Bok Choy in my garden. The reality, weeds and all. :-)
I should have harvested this a bit sooner - although I'm using it now and it's still fine, it's apparently better when it is younger, and smaller. This is a QUICK crop - and it likes cool weather - doing best in early spring and late fall.
Use Bok Choy in: Salads, as greens in your sandwiches, in omelets, soups, and stir frys.
Bok Choy sautéed with peppers, onions, and mushrooms. I added some halved cherry tomatoes and put this in an omelet - I love how bright green the bok choy stays when sauteed.
This year one of the greenhouses I stopped at had bok choy on clearance. So now I have a row of bok choy in my garden.. and no idea how to care for it, harvest it, nor cook it. :-) This morning it appears to be pretty close to "ready", so I thought I should do some research. Turns out, I waited a bit too long. I can still use this, but I should have harvested at least some of it a lot sooner!
WHEN TO HARVEST:
Harvest early. Before the hot weather sets in, because high temperatures will make it go to seed very fast.According to the farmers almanac, "Waiting too long to harvest is a common mistake. Start harvesting your bok choy when the plants are 12-15 inches tall. If you want baby bok choy, begin when they are smaller. Store harvested plants in a cool, dark place for up to a week... Baby bok choy can be harvested as soon as 30 days after planting, while others are left to grow to maturity. Some varieties will grow for 60-70 days in cool weather before reaching peak size.
Succession planting and harvesting of multiple-size plants can extend your bok choy harvest. With a bit of practice, you’ll enjoy fresh bok choy for many weeks every spring and fall. All above-ground parts are edible. Smaller plants are more tender. "
HOW TO HARVEST:
As soon as the leaves are nice and large, you can harvest just a few at a time, from the outside in, as needed.

Extracted information:
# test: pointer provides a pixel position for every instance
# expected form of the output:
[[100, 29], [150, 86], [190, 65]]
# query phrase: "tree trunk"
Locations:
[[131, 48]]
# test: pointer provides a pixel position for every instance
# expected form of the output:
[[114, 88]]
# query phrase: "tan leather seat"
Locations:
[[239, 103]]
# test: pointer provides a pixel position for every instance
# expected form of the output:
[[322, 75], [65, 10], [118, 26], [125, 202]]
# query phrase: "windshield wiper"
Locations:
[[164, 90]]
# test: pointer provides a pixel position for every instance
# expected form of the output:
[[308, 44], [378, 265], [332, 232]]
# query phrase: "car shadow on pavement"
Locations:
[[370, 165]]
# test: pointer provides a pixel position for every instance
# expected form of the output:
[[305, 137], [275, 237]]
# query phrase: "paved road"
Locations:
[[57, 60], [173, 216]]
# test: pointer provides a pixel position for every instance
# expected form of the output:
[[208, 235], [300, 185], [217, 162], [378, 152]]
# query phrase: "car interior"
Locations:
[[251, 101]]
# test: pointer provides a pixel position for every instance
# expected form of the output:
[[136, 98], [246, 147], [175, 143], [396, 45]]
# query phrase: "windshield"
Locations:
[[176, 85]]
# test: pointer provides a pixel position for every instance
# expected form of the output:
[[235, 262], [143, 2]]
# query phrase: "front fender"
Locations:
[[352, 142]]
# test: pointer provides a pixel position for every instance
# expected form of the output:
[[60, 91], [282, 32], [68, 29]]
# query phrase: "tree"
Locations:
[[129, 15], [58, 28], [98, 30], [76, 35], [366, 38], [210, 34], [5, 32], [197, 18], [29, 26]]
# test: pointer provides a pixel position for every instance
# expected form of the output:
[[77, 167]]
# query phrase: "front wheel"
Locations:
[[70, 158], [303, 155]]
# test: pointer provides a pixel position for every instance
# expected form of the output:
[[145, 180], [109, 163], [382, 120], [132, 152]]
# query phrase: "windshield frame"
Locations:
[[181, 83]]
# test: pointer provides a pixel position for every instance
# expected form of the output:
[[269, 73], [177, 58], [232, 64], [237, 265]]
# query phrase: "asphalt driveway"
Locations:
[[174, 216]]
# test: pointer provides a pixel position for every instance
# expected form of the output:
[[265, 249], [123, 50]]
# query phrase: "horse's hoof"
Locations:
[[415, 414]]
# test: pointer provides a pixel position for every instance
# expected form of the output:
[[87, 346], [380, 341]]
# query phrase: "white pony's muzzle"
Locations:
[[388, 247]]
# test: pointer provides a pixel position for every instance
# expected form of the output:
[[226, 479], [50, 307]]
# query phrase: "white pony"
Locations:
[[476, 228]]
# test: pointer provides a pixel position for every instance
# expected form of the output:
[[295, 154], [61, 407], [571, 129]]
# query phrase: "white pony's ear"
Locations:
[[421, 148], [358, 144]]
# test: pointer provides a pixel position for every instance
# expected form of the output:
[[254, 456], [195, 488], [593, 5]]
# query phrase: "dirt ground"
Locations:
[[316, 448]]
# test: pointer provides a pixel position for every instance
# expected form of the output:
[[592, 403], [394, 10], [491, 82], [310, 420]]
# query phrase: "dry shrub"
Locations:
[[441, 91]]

Parts of the exercise:
- a) According to the bok choy post, how tall should the plants be when harvesting starts?
- b) Write out the stretch of the bok choy post from "Bok Choy in my garden. The" through "stays when sauteed.".
The entries come from a different source than the bok choy post.

Complete answers:
- a) Harvesting should start when the plants are 12-15 inches tall.

- b)
Bok Choy in my garden. The reality, weeds and all. :-)
I should have harvested this a bit sooner - although I'm using it now and it's still fine, it's apparently better when it is younger, and smaller. This is a QUICK crop - and it likes cool weather - doing best in early spring and late fall.
Use Bok Choy in: Salads, as greens in your sandwiches, in omelets, soups, and stir frys.
Bok Choy sautéed with peppers, onions, and mushrooms. I added some halved cherry tomatoes and put this in an omelet - I love how bright green the bok choy stays when sauteed.